PASSAGE SHOWN
--- START ---
As well as confirming that many traits may be associated with many thousands of SNPs, the findings indicated that traits and diseases relating to mental health and ability, such as IQ, depression, and schizophrenia, were linked with the largest number of SNPs, reaching tens of thousands. “For the traits we analyzed related to mental health and cognitive ability, there is really a continuum of effect sizes, suggesting a distinct type of genetic architecture,” says Dr. Chatterjee, who has a joint appointment in Johns Hopkins Medicine’s department of oncology. “In general, anthropometric traits, psychiatric diseases, and traits related to intelligence, cognitive ability, and educational attainment were found to be most polygenic, each involving >10,000 underlying susceptibility SNPs,” the authors write.
In contrast, some common disorders such as heart disease and type 2 diabetes are influenced by fewer, albeit still many thousands, of SNPs, some of which have relatively large individual effects. “… some of the early growth traits, autoimmune disorders, and adult-onset chronic common diseases (for example, coronary artery disease, asthma, Alzheimer’s disease, type-2 diabetes) were less polygenic, although each still involved at least a few thousand underlying susceptibility SNPs,” the team notes.
The diversity of genetic architecture identified across the traits also implies “major differences in the future yield of GWAS,” the authors suggest. While the discovery of new SNPS for different traits will increase rapidly, the degree of genetic variance they explain will increase more slowly, because each SNP is likely to have a smaller effect size. In other words, for many traits and diseases, including heart disease and diabetes, the point of diminishing return for GWAS will start once a sample size reaches several hundred thousand. For the more polygenic psychiatric disorders and cognitive traits, the sample size will need to reach into the millions.
“The sample size needed to identify SNPs that can explain 80% of GWAS heritability is approximately 500,000 for some of the early growth traits, one million for adult height, between two and four million for various cholesterol- and obesity-related traits, and as high as six million for childhood intelligence quotient,” the authors suggest. “The sample size needed to identify SNPs that can explain 80% of GWAS heritability is between 200,000 and 400,000 for inflammatory bowel diseases, around 600,000 for rheumatoid arthritis, between 500,000 and one million for most common adult-onset chronic diseases, between 0.7 and 1.5 million for most psychiatric diseases, and up to 10 million for major depressive disorder.”
While large-scale GWAS have great potential to uncover SNPs and gene variants that explain the heritable nature of common complex traits and diseases, the approach may not be realistic for investigating the genetic basis of more uncommon disorders. “… for rare diseases and difficult- or expensive-to-ascertain traits, it is not clear what is realistically achievable …” at least partly because adequate sample sizes may be difficult to reach. Nevertheless, Dr. Chatterjee concludes, “Our approach at least provides the best available roadmap of what is needed in future studies.”
--- END ---
RECORDS PROVIDED
--- START ---
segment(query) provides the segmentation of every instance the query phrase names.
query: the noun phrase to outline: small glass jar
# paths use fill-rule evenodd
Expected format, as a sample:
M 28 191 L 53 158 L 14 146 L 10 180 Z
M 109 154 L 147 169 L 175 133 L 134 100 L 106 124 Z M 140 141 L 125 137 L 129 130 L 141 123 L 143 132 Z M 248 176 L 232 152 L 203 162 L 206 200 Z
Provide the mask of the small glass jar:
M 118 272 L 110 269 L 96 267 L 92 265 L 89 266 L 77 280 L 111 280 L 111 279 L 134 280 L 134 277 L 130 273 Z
--- END ---
WHAT THE TASK ASKS
Answer these questions from the text on SNPs and GWAS sample sizes.
(a) In which department does Dr. Chatterjee hold a joint appointment?
(b) What sample size is needed to identify SNPs that can explain 80% of GWAS heritability for adult height?
(c) For rare diseases, what does the text give as at least part of the reason it is not clear what is realistically achievable?

EXERCISE SOLUTION
(a) Johns Hopkins Medicine's department of oncology.
(b) One million.
(c) Adequate sample sizes may be difficult to reach.